> EXERCISE DESCRIPTION
Copy out every line of the material below, character for character and without any changes.

> EXCERPTED DATA
* Start *
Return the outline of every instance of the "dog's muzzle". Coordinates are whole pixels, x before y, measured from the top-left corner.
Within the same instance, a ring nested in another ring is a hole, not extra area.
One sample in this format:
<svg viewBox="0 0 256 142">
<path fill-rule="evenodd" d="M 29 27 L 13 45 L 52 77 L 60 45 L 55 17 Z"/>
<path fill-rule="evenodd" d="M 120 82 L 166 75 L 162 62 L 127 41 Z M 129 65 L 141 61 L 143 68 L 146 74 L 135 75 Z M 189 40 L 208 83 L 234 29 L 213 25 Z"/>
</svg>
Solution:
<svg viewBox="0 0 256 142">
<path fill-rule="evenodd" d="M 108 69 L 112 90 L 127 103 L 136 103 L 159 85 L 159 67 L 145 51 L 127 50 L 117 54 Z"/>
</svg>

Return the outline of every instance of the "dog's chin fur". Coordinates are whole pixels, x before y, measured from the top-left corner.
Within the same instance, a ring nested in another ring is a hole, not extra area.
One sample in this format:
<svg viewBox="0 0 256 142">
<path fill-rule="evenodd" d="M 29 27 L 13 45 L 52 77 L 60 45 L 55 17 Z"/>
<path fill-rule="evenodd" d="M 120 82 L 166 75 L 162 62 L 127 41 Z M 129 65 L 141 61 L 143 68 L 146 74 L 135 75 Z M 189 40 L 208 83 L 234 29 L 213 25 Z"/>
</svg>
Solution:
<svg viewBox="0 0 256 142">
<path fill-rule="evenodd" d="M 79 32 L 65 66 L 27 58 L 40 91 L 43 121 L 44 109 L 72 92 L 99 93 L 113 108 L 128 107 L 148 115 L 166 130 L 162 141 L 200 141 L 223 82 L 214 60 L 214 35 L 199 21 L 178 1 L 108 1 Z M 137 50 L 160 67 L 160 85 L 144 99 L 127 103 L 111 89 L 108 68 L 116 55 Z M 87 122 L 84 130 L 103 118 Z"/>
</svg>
* End *
> SOLVED EXERCISE
Return the outline of every instance of the "dog's muzzle". Coordinates are whole pixels, x before y, measured from the top-left corner.
Within the same instance, a ring nested in another ring is a hole, not extra area.
One sample in this format:
<svg viewBox="0 0 256 142">
<path fill-rule="evenodd" d="M 29 27 L 13 45 L 52 77 L 60 45 L 55 17 Z"/>
<path fill-rule="evenodd" d="M 120 82 L 166 75 L 162 62 L 127 41 Z M 129 65 L 141 61 L 143 68 L 146 74 L 135 75 Z M 189 40 L 208 83 L 234 29 L 213 25 Z"/>
</svg>
Solution:
<svg viewBox="0 0 256 142">
<path fill-rule="evenodd" d="M 108 69 L 112 90 L 127 103 L 136 103 L 159 85 L 159 67 L 145 51 L 127 50 L 117 54 Z"/>
</svg>

Return the outline of every instance of the "dog's chin fur". Coordinates are whole pixels, x before y, measured from the top-left corner.
Within the same instance, a ring nested in another ring is a hole, not extra area.
One sample in this format:
<svg viewBox="0 0 256 142">
<path fill-rule="evenodd" d="M 29 27 L 13 45 L 52 77 L 60 45 L 55 17 Z"/>
<path fill-rule="evenodd" d="M 120 82 L 166 75 L 162 62 L 127 41 Z M 129 65 L 141 61 L 143 68 L 146 74 L 135 75 Z M 189 40 L 208 83 L 234 29 L 213 25 Z"/>
</svg>
Solution:
<svg viewBox="0 0 256 142">
<path fill-rule="evenodd" d="M 79 32 L 65 66 L 27 58 L 40 91 L 43 121 L 44 109 L 72 92 L 99 93 L 113 108 L 128 107 L 148 115 L 166 130 L 162 141 L 200 141 L 223 82 L 214 60 L 214 35 L 199 21 L 178 1 L 108 1 Z M 137 50 L 160 67 L 160 85 L 144 99 L 127 103 L 111 89 L 108 68 L 116 55 Z M 87 122 L 84 130 L 103 118 Z"/>
</svg>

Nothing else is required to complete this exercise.